### The request
Reproduce every record below exactly as written, but leave out any pictures.
*** Source data ***
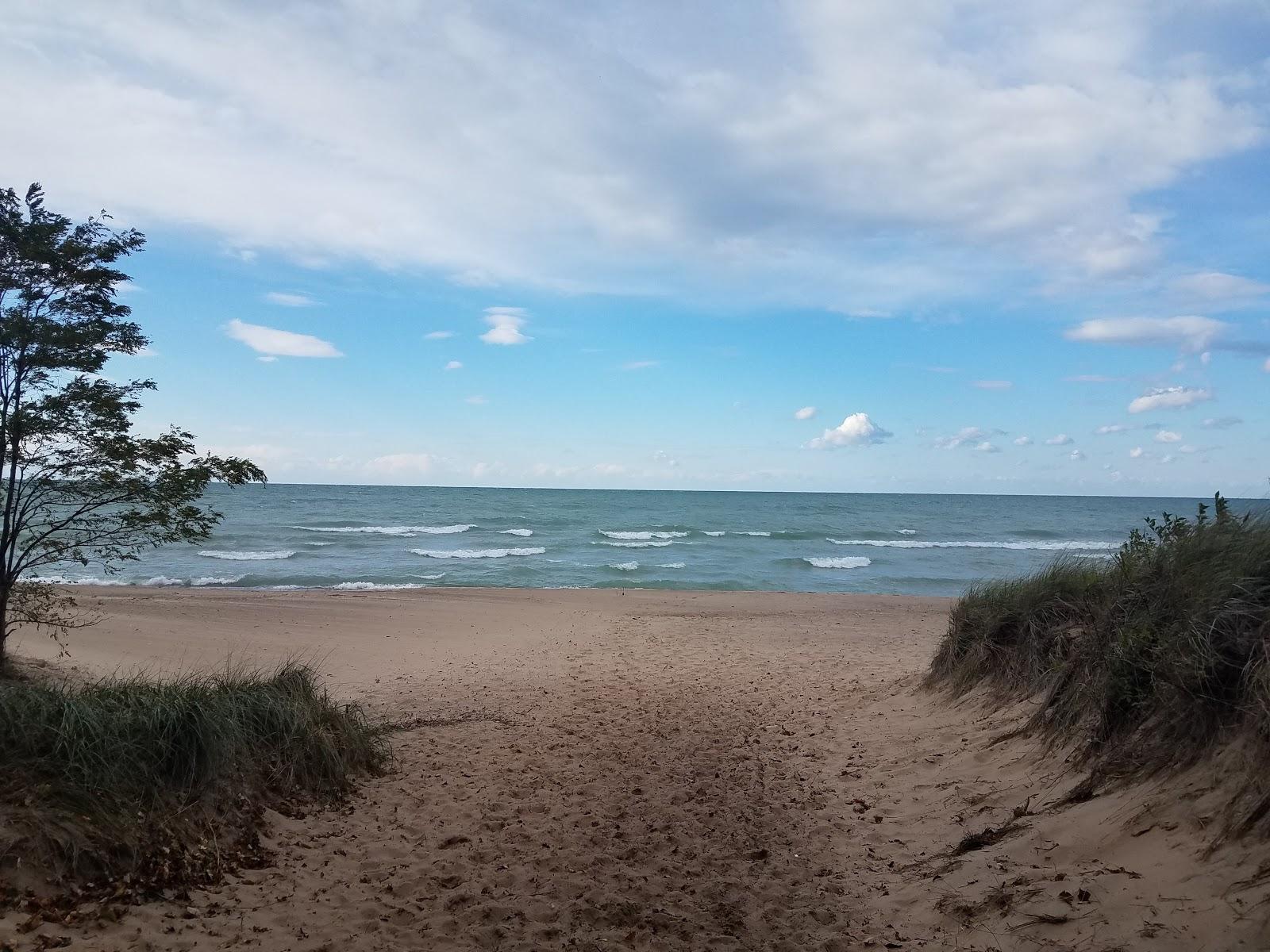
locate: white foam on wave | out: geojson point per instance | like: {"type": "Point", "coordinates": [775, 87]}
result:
{"type": "Point", "coordinates": [647, 535]}
{"type": "Point", "coordinates": [645, 543]}
{"type": "Point", "coordinates": [845, 562]}
{"type": "Point", "coordinates": [247, 556]}
{"type": "Point", "coordinates": [406, 531]}
{"type": "Point", "coordinates": [1072, 546]}
{"type": "Point", "coordinates": [476, 552]}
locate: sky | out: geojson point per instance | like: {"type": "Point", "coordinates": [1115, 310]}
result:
{"type": "Point", "coordinates": [956, 247]}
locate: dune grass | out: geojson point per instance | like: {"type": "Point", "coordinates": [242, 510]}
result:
{"type": "Point", "coordinates": [1143, 663]}
{"type": "Point", "coordinates": [163, 781]}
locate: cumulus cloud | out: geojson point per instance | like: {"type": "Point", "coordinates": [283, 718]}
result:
{"type": "Point", "coordinates": [1043, 148]}
{"type": "Point", "coordinates": [1191, 333]}
{"type": "Point", "coordinates": [855, 431]}
{"type": "Point", "coordinates": [279, 343]}
{"type": "Point", "coordinates": [289, 300]}
{"type": "Point", "coordinates": [1168, 399]}
{"type": "Point", "coordinates": [505, 325]}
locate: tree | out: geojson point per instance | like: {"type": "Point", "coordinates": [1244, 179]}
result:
{"type": "Point", "coordinates": [78, 486]}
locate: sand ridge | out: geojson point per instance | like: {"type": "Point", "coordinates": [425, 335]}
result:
{"type": "Point", "coordinates": [672, 771]}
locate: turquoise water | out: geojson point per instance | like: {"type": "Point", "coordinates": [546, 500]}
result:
{"type": "Point", "coordinates": [368, 537]}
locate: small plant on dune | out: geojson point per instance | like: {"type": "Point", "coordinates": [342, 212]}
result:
{"type": "Point", "coordinates": [101, 778]}
{"type": "Point", "coordinates": [1143, 663]}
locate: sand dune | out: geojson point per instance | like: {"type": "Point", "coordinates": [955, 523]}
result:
{"type": "Point", "coordinates": [671, 771]}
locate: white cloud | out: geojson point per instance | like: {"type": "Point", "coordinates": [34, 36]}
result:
{"type": "Point", "coordinates": [1219, 290]}
{"type": "Point", "coordinates": [965, 436]}
{"type": "Point", "coordinates": [279, 343]}
{"type": "Point", "coordinates": [855, 431]}
{"type": "Point", "coordinates": [1191, 333]}
{"type": "Point", "coordinates": [1221, 423]}
{"type": "Point", "coordinates": [289, 300]}
{"type": "Point", "coordinates": [505, 327]}
{"type": "Point", "coordinates": [1168, 399]}
{"type": "Point", "coordinates": [400, 465]}
{"type": "Point", "coordinates": [1034, 130]}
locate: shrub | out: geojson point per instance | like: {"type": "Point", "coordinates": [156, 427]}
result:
{"type": "Point", "coordinates": [1142, 663]}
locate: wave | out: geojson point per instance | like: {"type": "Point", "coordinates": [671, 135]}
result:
{"type": "Point", "coordinates": [247, 556]}
{"type": "Point", "coordinates": [1067, 546]}
{"type": "Point", "coordinates": [406, 531]}
{"type": "Point", "coordinates": [643, 535]}
{"type": "Point", "coordinates": [378, 585]}
{"type": "Point", "coordinates": [476, 552]}
{"type": "Point", "coordinates": [846, 562]}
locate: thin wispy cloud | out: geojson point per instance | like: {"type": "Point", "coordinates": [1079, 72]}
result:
{"type": "Point", "coordinates": [276, 343]}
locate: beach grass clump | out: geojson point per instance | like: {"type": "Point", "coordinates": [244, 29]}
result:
{"type": "Point", "coordinates": [164, 780]}
{"type": "Point", "coordinates": [1143, 662]}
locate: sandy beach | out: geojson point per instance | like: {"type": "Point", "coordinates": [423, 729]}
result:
{"type": "Point", "coordinates": [667, 771]}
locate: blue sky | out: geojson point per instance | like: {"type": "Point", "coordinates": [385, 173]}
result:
{"type": "Point", "coordinates": [930, 247]}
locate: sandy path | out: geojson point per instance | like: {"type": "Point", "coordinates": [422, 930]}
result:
{"type": "Point", "coordinates": [672, 771]}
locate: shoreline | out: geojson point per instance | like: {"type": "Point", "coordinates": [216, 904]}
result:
{"type": "Point", "coordinates": [668, 770]}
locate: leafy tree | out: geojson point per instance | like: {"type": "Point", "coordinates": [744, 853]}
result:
{"type": "Point", "coordinates": [78, 486]}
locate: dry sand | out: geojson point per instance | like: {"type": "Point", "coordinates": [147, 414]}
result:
{"type": "Point", "coordinates": [671, 771]}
***
### The completed task
locate: white foam on wave | out: geojson point per instance | like: {"type": "Point", "coordinates": [775, 87]}
result:
{"type": "Point", "coordinates": [647, 535]}
{"type": "Point", "coordinates": [645, 543]}
{"type": "Point", "coordinates": [845, 562]}
{"type": "Point", "coordinates": [247, 556]}
{"type": "Point", "coordinates": [406, 531]}
{"type": "Point", "coordinates": [1072, 546]}
{"type": "Point", "coordinates": [476, 552]}
locate: sky | out: geojson point per instance | like: {"type": "Point", "coordinates": [1115, 310]}
result:
{"type": "Point", "coordinates": [956, 247]}
locate: dune grass | out: geojson point per instance | like: {"type": "Point", "coordinates": [242, 510]}
result:
{"type": "Point", "coordinates": [1143, 663]}
{"type": "Point", "coordinates": [163, 781]}
locate: cumulus cloud | out: geojson point per instance | like: {"type": "Point", "coordinates": [283, 718]}
result:
{"type": "Point", "coordinates": [1043, 148]}
{"type": "Point", "coordinates": [1191, 333]}
{"type": "Point", "coordinates": [855, 431]}
{"type": "Point", "coordinates": [279, 343]}
{"type": "Point", "coordinates": [289, 300]}
{"type": "Point", "coordinates": [1168, 399]}
{"type": "Point", "coordinates": [505, 325]}
locate: tree | out: geojson point per instance | like: {"type": "Point", "coordinates": [1244, 179]}
result:
{"type": "Point", "coordinates": [78, 486]}
locate: sand ridge | out: geojson point per instance | like: {"type": "Point", "coordinates": [425, 335]}
result:
{"type": "Point", "coordinates": [672, 771]}
locate: turquoise water | out: geojson point per instance | like: {"type": "Point", "coordinates": [546, 500]}
result:
{"type": "Point", "coordinates": [368, 537]}
locate: small plant on dune | out: geojson point per instance | like: {"type": "Point", "coordinates": [342, 212]}
result:
{"type": "Point", "coordinates": [101, 778]}
{"type": "Point", "coordinates": [1143, 663]}
locate: sand dune | out: geojson point per instance | like: {"type": "Point", "coordinates": [955, 523]}
result:
{"type": "Point", "coordinates": [671, 771]}
locate: white cloud | out: geojson point per instance | like: {"type": "Point", "coordinates": [34, 36]}
result:
{"type": "Point", "coordinates": [1219, 290]}
{"type": "Point", "coordinates": [965, 436]}
{"type": "Point", "coordinates": [279, 343]}
{"type": "Point", "coordinates": [855, 431]}
{"type": "Point", "coordinates": [1191, 333]}
{"type": "Point", "coordinates": [1221, 423]}
{"type": "Point", "coordinates": [289, 300]}
{"type": "Point", "coordinates": [505, 327]}
{"type": "Point", "coordinates": [1168, 399]}
{"type": "Point", "coordinates": [400, 465]}
{"type": "Point", "coordinates": [1034, 130]}
locate: shrub | out: geojson point per instance | like: {"type": "Point", "coordinates": [156, 427]}
result:
{"type": "Point", "coordinates": [1142, 663]}
locate: wave | out: geojson point per instance | like: {"type": "Point", "coordinates": [671, 135]}
result:
{"type": "Point", "coordinates": [247, 556]}
{"type": "Point", "coordinates": [1067, 546]}
{"type": "Point", "coordinates": [406, 531]}
{"type": "Point", "coordinates": [643, 535]}
{"type": "Point", "coordinates": [378, 585]}
{"type": "Point", "coordinates": [476, 552]}
{"type": "Point", "coordinates": [846, 562]}
locate: thin wispy cloud | out: geojson point per instance | like: {"type": "Point", "coordinates": [1079, 72]}
result:
{"type": "Point", "coordinates": [276, 343]}
locate: beach grass clump | out: geojson point per instance | like: {"type": "Point", "coordinates": [244, 29]}
result:
{"type": "Point", "coordinates": [164, 780]}
{"type": "Point", "coordinates": [1143, 662]}
locate: sandy beach | out: geojson point per instance | like: {"type": "Point", "coordinates": [423, 729]}
result:
{"type": "Point", "coordinates": [667, 771]}
locate: blue sky | out: geojson point per instance | like: {"type": "Point", "coordinates": [385, 173]}
result:
{"type": "Point", "coordinates": [930, 247]}
locate: sandy path | out: geojson point per instance | like: {"type": "Point", "coordinates": [422, 930]}
result:
{"type": "Point", "coordinates": [672, 771]}
locate: shoreline | out: geojson point per instance | like: {"type": "Point", "coordinates": [216, 904]}
result:
{"type": "Point", "coordinates": [668, 770]}
locate: leafy tree | out: geojson point per instance | like: {"type": "Point", "coordinates": [744, 853]}
result:
{"type": "Point", "coordinates": [78, 486]}
locate: dry sand | out: geojson point per instance | like: {"type": "Point", "coordinates": [147, 414]}
result:
{"type": "Point", "coordinates": [671, 771]}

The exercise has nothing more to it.